→ What needs to be done:
Only an exact copy is wanted: the lines from the one holding "Reviewer note. Confirm that each instance of the neck" through the last line below, minus the pictures.

→ Records for this task:
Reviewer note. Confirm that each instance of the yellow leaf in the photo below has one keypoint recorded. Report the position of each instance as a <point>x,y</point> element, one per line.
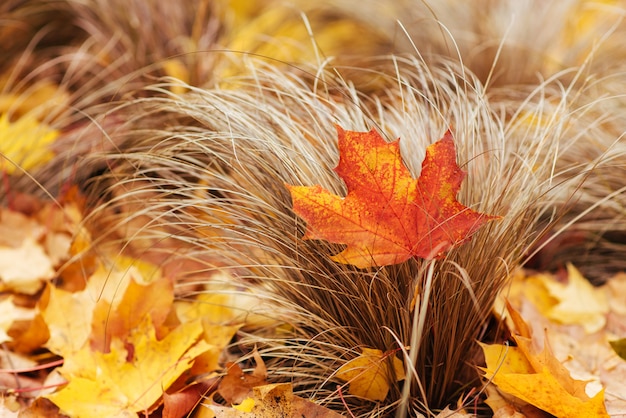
<point>68,317</point>
<point>24,143</point>
<point>576,302</point>
<point>176,69</point>
<point>10,313</point>
<point>39,101</point>
<point>370,375</point>
<point>132,376</point>
<point>538,378</point>
<point>24,269</point>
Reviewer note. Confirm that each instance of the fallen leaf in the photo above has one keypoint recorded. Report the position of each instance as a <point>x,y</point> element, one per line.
<point>619,346</point>
<point>10,313</point>
<point>68,318</point>
<point>538,378</point>
<point>140,299</point>
<point>236,386</point>
<point>387,216</point>
<point>370,374</point>
<point>25,269</point>
<point>275,400</point>
<point>24,143</point>
<point>575,303</point>
<point>132,376</point>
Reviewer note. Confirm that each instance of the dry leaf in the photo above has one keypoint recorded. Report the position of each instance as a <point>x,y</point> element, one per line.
<point>24,143</point>
<point>132,377</point>
<point>369,374</point>
<point>574,303</point>
<point>387,216</point>
<point>24,269</point>
<point>276,400</point>
<point>236,386</point>
<point>538,378</point>
<point>9,313</point>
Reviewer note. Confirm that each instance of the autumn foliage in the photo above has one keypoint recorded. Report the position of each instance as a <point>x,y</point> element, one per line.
<point>387,216</point>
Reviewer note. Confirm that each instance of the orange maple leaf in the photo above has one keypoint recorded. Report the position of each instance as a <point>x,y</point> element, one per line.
<point>387,216</point>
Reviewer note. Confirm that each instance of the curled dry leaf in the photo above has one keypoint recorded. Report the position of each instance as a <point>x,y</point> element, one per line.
<point>369,374</point>
<point>538,378</point>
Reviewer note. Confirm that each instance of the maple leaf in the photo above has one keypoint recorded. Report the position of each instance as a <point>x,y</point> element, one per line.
<point>369,374</point>
<point>387,217</point>
<point>132,376</point>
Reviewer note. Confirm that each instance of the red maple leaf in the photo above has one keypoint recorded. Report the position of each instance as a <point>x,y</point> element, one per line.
<point>387,216</point>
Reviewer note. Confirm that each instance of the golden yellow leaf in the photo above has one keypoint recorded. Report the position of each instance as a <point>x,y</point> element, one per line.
<point>274,400</point>
<point>38,101</point>
<point>24,269</point>
<point>577,302</point>
<point>68,317</point>
<point>10,313</point>
<point>132,376</point>
<point>370,374</point>
<point>24,143</point>
<point>539,379</point>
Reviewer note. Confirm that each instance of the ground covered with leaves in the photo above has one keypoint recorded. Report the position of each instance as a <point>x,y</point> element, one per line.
<point>93,329</point>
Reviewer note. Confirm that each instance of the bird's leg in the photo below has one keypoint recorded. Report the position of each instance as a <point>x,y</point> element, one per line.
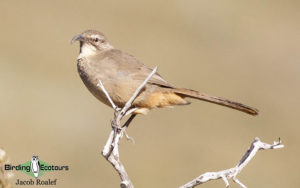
<point>126,124</point>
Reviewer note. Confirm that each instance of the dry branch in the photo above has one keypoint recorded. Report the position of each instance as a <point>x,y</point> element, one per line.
<point>111,151</point>
<point>233,172</point>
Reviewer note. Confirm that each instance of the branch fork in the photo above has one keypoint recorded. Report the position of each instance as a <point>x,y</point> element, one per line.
<point>111,149</point>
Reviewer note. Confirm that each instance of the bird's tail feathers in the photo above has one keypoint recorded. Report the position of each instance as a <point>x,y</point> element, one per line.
<point>217,100</point>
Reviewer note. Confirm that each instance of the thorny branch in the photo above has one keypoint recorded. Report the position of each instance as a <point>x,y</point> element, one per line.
<point>111,150</point>
<point>233,172</point>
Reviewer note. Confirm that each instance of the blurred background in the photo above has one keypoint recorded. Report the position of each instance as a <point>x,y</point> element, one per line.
<point>247,51</point>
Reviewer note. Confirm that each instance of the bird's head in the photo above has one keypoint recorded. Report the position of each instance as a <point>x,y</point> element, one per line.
<point>91,42</point>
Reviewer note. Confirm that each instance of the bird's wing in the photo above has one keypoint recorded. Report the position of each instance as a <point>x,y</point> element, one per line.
<point>134,68</point>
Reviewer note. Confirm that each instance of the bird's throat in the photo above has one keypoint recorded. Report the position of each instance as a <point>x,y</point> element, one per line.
<point>86,50</point>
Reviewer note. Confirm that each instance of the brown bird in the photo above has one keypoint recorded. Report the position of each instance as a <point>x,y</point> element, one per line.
<point>121,74</point>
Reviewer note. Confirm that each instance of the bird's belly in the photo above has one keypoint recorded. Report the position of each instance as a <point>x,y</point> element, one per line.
<point>90,80</point>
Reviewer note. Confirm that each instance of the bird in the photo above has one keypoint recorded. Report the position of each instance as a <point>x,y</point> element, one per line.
<point>121,74</point>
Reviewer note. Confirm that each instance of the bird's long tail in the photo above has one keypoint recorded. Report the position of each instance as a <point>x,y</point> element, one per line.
<point>217,100</point>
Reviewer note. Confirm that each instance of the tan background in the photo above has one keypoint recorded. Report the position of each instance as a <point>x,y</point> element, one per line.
<point>242,50</point>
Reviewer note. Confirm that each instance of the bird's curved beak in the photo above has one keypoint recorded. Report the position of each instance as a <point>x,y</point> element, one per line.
<point>79,38</point>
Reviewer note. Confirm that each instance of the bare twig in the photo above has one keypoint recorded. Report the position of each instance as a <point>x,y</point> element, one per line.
<point>233,172</point>
<point>111,150</point>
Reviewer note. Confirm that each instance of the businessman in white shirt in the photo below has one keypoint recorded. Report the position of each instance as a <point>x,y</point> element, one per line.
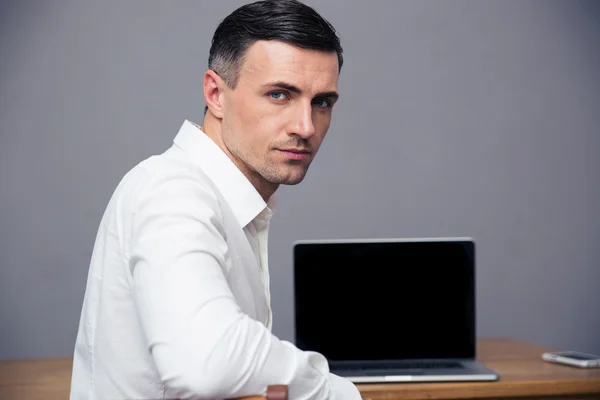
<point>177,300</point>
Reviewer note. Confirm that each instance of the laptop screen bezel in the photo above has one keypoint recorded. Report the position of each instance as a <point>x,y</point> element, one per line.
<point>469,341</point>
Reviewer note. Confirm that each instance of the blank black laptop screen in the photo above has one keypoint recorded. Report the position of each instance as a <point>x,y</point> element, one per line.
<point>385,300</point>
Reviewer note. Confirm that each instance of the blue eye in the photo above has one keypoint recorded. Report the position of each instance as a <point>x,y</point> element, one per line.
<point>278,95</point>
<point>322,103</point>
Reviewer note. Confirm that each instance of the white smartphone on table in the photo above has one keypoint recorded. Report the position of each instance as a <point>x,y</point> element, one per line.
<point>573,358</point>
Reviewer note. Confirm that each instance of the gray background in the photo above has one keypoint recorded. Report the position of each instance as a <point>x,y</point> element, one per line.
<point>474,118</point>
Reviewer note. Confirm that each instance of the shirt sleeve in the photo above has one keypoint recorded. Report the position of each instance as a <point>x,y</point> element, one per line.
<point>203,345</point>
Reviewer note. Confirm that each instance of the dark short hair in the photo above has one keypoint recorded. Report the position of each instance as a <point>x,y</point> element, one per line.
<point>288,21</point>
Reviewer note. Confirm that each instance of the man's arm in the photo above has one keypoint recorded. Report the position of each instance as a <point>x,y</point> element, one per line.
<point>203,345</point>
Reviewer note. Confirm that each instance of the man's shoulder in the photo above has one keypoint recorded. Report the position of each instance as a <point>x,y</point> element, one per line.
<point>166,172</point>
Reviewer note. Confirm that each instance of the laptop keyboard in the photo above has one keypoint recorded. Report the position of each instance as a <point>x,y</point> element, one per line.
<point>407,365</point>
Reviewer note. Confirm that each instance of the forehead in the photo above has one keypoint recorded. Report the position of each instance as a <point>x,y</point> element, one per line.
<point>272,61</point>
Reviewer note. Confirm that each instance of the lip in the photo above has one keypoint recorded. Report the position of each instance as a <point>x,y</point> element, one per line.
<point>295,154</point>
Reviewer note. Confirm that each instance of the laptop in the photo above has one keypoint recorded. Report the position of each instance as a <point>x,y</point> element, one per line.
<point>389,310</point>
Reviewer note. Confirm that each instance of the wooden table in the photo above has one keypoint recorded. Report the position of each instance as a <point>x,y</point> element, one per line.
<point>523,375</point>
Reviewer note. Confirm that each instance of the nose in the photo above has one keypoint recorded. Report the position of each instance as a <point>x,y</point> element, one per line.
<point>303,124</point>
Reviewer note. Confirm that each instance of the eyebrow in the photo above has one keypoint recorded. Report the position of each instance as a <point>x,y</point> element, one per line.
<point>294,89</point>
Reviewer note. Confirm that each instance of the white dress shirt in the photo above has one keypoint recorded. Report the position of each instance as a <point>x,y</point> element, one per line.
<point>177,300</point>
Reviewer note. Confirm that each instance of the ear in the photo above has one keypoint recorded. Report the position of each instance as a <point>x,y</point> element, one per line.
<point>213,87</point>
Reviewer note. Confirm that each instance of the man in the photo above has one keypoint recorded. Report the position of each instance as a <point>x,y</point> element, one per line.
<point>177,301</point>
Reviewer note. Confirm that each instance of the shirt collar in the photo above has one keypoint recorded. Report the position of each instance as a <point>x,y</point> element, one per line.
<point>240,194</point>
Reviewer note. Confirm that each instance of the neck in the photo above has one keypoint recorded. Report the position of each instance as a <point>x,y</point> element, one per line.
<point>212,127</point>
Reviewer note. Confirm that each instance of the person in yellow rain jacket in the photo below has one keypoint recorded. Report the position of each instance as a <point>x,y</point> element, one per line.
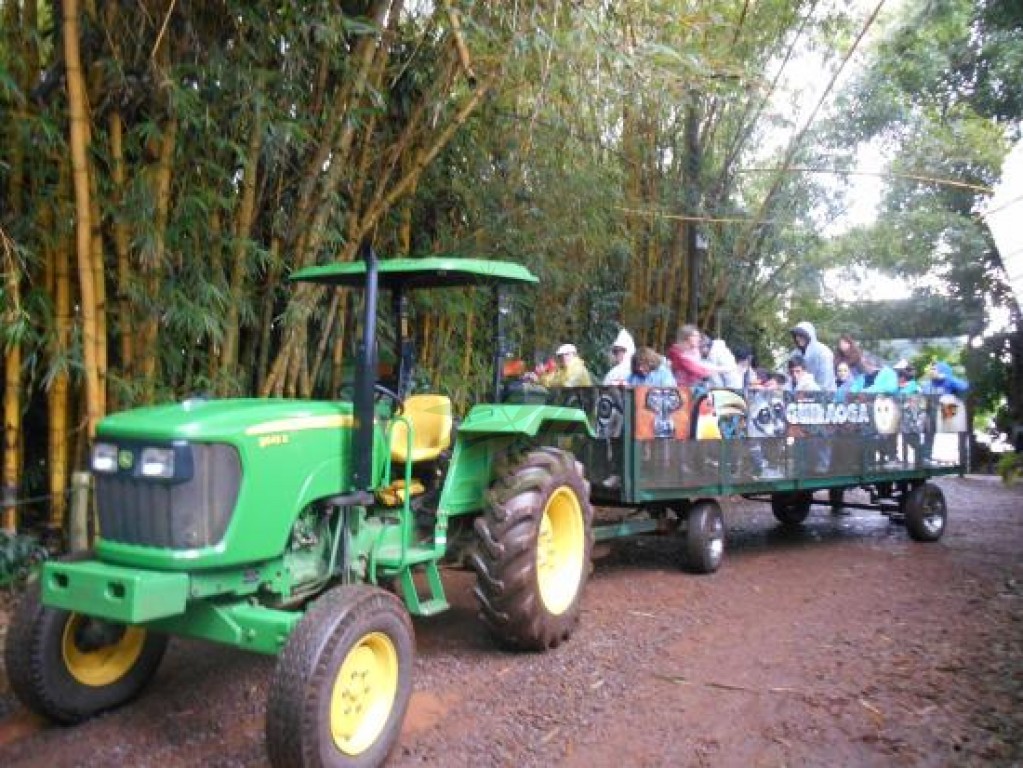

→ Answer to this problem:
Reviewer note. Confirm that each instance of the neck in the photo above has one keypoint recorded. Report the position of each instance as a <point>x,y</point> element, one per line.
<point>212,127</point>
Reviewer note. Confirm that each instance of the person in yellow rain jacket in the photo below has one keypoint recorded. Report the position of each instance as a <point>x,y</point> element, one per line.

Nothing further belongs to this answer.